***** RECORDS FOR THIS TASK *****
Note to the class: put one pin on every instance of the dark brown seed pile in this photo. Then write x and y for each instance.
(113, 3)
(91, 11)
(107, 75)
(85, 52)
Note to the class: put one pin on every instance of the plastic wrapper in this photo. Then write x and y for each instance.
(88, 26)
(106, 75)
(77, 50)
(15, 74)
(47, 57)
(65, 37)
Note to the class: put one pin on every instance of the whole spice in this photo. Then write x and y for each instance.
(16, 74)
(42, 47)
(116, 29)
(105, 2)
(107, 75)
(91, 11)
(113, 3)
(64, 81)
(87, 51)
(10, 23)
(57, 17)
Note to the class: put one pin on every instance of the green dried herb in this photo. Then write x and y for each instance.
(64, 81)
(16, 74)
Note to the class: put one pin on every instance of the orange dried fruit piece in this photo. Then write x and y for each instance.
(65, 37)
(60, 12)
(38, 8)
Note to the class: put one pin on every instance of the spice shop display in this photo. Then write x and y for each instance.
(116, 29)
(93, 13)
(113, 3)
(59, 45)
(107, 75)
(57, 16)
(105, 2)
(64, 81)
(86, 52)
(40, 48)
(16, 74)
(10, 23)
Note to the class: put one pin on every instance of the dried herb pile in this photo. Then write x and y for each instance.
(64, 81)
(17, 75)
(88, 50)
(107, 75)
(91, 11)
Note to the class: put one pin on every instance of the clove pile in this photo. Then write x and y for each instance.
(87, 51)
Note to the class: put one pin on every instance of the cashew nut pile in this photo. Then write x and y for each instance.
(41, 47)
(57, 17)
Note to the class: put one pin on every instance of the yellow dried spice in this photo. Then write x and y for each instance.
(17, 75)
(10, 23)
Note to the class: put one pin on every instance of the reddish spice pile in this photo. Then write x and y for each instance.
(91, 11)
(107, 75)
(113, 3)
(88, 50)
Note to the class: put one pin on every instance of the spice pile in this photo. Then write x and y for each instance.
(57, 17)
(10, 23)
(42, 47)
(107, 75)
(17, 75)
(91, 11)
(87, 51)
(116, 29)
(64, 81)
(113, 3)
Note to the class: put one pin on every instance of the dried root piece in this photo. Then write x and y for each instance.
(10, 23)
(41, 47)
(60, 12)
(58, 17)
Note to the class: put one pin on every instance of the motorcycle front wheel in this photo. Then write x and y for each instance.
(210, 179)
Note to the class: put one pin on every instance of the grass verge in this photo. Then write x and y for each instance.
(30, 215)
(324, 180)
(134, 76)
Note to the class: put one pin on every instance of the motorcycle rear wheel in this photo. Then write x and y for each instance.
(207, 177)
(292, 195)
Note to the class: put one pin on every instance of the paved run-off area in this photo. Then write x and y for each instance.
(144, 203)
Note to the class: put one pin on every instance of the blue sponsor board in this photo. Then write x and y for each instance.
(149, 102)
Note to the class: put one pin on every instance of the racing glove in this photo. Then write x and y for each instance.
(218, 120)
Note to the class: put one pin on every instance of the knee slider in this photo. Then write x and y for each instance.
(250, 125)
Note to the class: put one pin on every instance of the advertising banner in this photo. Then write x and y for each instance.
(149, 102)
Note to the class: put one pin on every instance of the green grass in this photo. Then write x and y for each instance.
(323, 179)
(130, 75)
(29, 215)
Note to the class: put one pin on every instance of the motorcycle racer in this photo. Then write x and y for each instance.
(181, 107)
*****
▸ **TASK DETAILS**: Copy out every line from the one containing "of the reddish" to the end of the material, both ends included.

▸ **EXERCISE ANSWER**:
Note to the class: put one pin on every instance of the reddish spice pile in this photo. Then write x and y for each instance.
(91, 11)
(107, 75)
(113, 3)
(88, 50)
Note to the class: put one pin on every instance of the spice pile in this photo. Then write x and y for each instance.
(57, 17)
(10, 23)
(42, 47)
(107, 75)
(17, 75)
(91, 11)
(87, 51)
(116, 29)
(64, 81)
(113, 3)
Note to the class: put one pin on every instance of the dried root piece in this photo. Then write x and y for each instance.
(10, 23)
(41, 47)
(60, 12)
(58, 17)
Note to the class: put one pin on every instance of the motorcycle front wheel in this photo. Then write x and y for each instance.
(210, 179)
Note to the class: put one pin on every instance of the grass verge in this photo. Then write x and y for each instance.
(30, 215)
(324, 180)
(134, 76)
Note to the class: put one pin on every instance of the motorcycle rear wheel in this photo. Then write x and y for each instance.
(207, 177)
(292, 195)
Note to the class: put one pin on every instance of the paved run-off area in this photo. Then write x and y for each instance.
(144, 203)
Note to the class: put one pin on every instance of the blue sponsor board in this photo. Then write x and y for each instance.
(149, 102)
Note to the class: put one pin on every instance of the racing glove in this photo. Then write x and y for each instance.
(218, 120)
Note to the class: put one pin on every instance of the knee slider in this photo. Then write x and y for each instance.
(250, 125)
Note to the class: put one pin on every instance of the advertising banner in this photo. Then write x and y for each instance.
(149, 102)
Note to the class: put one pin on every instance of the green grass in this photo. Then write x and y for each instance.
(323, 179)
(130, 75)
(29, 215)
Note to the class: put one pin on every instance of the motorcycle racer in this photo. Then write x and y for each instance.
(181, 107)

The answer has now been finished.